__WHAT THE TASK REQUIRES__
Please repeat the listing below word for word, starting with the line that contains "For every instance of the shirt" and going on through its final line.

__PROVIDED ENTRIES__

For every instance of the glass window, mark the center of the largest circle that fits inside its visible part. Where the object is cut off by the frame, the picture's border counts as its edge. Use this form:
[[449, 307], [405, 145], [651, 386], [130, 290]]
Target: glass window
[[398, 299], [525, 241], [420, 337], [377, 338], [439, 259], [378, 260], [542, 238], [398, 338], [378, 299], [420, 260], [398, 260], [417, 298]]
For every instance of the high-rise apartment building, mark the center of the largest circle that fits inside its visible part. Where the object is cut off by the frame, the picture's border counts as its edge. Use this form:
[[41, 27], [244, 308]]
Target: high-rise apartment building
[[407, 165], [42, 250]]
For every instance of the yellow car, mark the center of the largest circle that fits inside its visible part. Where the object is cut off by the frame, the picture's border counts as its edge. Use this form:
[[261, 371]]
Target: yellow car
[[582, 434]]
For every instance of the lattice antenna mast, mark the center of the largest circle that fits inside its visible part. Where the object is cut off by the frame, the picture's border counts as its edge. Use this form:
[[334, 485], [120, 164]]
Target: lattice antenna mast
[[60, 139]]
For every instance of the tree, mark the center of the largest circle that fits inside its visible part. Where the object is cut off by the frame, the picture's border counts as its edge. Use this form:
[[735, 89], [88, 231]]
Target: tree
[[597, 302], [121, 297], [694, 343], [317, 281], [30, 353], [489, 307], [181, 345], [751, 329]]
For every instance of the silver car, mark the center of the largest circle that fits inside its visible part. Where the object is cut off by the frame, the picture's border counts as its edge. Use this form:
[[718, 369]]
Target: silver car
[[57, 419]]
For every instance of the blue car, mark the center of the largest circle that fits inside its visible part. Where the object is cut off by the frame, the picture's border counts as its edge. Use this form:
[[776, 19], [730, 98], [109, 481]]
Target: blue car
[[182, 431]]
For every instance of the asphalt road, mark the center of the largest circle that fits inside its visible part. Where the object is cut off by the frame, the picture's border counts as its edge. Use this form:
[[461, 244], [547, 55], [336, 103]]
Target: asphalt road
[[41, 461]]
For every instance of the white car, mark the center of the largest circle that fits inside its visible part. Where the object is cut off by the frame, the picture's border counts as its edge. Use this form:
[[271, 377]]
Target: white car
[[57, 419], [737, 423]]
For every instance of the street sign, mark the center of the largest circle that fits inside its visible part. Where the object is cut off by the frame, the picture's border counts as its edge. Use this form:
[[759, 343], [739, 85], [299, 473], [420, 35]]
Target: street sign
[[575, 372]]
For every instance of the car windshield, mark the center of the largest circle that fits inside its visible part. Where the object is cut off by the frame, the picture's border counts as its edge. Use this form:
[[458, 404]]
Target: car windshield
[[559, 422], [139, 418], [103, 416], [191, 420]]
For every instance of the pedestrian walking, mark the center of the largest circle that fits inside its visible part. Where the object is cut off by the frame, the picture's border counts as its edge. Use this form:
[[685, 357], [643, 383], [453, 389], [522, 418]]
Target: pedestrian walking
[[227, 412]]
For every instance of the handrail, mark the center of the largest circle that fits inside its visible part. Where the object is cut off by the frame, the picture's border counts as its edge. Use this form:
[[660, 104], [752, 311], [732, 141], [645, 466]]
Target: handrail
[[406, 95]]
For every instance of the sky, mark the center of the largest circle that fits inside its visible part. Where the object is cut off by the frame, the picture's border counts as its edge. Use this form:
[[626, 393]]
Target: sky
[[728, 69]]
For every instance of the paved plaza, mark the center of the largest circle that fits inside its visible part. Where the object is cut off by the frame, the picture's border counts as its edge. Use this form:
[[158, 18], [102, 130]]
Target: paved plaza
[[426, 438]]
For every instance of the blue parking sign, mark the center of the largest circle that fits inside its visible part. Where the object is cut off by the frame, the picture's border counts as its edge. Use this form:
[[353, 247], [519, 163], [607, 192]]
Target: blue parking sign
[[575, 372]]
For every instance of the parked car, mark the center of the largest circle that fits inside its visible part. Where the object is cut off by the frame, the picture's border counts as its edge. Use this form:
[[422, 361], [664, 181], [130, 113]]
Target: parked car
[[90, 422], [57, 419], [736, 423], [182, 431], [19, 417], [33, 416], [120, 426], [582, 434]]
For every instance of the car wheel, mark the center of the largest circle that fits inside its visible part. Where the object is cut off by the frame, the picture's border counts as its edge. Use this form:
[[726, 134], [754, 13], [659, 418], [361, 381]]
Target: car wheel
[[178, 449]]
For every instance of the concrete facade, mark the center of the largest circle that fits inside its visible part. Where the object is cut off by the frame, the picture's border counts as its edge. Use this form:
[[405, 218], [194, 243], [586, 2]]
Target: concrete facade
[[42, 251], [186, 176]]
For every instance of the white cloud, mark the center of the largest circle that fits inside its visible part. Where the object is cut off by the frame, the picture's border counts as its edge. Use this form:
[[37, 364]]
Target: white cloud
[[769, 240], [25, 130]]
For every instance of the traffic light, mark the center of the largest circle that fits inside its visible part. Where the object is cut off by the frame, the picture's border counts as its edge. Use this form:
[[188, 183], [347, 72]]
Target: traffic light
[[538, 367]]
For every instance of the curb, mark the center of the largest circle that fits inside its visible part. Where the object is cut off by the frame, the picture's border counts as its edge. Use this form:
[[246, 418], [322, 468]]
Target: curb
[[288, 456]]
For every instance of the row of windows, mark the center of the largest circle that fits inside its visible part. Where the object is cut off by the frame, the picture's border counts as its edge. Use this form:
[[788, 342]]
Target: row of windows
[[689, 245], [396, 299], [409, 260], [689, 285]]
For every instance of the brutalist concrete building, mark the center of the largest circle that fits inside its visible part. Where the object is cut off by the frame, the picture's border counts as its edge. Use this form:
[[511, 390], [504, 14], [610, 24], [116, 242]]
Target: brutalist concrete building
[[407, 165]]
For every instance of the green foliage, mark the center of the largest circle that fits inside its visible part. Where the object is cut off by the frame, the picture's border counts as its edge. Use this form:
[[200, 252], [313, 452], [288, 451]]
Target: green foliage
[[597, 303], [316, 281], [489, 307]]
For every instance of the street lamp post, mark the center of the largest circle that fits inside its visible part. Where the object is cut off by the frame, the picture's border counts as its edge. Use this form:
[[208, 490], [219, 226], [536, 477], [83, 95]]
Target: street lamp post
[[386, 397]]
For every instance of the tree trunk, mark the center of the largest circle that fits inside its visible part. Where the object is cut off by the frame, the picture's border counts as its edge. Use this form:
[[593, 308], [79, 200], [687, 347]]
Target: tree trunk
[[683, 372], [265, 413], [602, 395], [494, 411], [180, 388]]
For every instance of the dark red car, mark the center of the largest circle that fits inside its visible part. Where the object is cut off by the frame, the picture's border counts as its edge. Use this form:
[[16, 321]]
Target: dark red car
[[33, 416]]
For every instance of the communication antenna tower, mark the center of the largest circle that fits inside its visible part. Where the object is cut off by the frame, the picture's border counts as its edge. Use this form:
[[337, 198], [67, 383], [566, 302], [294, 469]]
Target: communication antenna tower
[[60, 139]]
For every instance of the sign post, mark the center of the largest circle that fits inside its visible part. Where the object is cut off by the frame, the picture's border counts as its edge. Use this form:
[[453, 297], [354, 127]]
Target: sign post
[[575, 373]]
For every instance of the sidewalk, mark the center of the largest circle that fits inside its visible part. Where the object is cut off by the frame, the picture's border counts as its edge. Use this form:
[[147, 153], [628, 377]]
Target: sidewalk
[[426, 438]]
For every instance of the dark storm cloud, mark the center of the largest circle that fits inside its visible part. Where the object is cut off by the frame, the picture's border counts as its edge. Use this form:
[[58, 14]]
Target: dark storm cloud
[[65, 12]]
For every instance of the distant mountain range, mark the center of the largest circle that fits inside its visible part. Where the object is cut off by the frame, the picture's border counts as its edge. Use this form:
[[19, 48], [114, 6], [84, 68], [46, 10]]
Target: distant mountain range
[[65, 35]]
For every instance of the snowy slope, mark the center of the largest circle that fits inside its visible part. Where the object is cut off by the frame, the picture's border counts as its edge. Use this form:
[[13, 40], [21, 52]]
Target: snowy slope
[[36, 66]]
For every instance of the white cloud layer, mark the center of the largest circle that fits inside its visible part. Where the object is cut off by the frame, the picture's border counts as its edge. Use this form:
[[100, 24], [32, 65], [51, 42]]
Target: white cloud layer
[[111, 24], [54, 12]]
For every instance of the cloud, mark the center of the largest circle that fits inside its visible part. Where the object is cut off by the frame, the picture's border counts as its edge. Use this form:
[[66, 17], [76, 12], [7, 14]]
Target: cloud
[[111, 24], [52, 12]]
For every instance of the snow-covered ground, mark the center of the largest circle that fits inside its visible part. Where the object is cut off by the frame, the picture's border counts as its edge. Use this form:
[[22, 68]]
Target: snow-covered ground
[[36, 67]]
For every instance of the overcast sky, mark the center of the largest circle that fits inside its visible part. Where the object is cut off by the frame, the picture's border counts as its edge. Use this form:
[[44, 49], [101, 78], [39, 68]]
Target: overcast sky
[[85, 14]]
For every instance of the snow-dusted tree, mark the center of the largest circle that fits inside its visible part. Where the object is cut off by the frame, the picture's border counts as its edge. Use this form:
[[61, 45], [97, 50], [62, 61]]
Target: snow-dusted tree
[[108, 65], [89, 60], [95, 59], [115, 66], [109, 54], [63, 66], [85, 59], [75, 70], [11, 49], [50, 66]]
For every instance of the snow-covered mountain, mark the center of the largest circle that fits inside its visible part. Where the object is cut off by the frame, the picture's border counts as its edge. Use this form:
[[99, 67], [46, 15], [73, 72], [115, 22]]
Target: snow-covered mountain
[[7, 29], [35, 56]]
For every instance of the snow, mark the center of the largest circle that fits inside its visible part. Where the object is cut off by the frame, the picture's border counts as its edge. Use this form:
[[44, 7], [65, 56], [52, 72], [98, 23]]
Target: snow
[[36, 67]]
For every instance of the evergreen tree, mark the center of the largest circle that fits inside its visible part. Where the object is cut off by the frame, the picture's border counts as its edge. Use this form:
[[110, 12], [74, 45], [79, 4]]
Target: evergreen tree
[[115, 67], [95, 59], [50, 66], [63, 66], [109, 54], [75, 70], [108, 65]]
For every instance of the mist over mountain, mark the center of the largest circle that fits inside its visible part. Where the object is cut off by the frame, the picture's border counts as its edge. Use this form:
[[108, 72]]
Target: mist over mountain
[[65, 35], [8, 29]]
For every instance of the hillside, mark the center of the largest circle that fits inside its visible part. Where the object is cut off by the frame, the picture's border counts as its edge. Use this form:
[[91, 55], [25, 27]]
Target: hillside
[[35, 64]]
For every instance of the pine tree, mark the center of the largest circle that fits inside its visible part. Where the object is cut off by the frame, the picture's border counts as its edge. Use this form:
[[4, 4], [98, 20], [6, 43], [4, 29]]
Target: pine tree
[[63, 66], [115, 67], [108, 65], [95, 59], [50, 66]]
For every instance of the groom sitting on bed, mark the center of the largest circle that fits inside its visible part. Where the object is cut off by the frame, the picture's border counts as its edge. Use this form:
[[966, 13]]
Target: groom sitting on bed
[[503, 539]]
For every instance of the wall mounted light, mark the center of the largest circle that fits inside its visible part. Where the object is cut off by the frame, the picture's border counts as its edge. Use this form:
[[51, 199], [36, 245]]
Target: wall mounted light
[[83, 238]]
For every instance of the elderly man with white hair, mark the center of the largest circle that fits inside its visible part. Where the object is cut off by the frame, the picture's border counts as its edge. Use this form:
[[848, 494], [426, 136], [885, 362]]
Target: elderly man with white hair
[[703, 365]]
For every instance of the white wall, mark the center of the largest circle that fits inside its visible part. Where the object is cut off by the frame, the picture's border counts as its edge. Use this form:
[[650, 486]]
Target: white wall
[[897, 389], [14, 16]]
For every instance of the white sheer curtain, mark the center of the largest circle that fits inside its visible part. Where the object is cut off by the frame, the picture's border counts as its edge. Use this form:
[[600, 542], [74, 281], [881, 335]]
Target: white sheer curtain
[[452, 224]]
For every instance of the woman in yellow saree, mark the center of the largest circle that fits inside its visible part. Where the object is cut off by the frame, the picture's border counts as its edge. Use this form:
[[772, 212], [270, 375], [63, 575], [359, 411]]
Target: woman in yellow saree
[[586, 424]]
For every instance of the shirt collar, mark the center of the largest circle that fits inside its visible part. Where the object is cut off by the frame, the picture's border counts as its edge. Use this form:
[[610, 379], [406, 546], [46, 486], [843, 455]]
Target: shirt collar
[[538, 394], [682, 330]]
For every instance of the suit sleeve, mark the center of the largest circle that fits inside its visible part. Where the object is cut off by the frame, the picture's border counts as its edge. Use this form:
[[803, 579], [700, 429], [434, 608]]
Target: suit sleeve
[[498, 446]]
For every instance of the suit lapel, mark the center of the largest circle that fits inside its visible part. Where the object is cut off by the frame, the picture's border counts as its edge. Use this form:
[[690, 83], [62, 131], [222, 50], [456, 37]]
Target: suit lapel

__REPLY__
For every instance of the shirt collar, mark the center of the largest circle that fits inside its visible part. Where the object is cut off by the frame, the picture's border counts as its edge. Use this form:
[[610, 379], [406, 546], [46, 486], [843, 455]]
Target: shirt collar
[[538, 394], [682, 330]]
For every instance of the suit sleeve, mark the center of the largest circle that fits inside its visible part. Where the object is cut off by the frame, the picture's border counts as its edge. Use this form:
[[803, 579], [700, 429], [434, 608]]
Target: suit sleeve
[[498, 446]]
For every instance of the suit lapel, mark the center of the largest circle that fits inside its visible part. Where the object is cut off by the frame, the picture's border counts as its edge. Use this form:
[[690, 83], [62, 131], [222, 50], [456, 37]]
Target: suit lapel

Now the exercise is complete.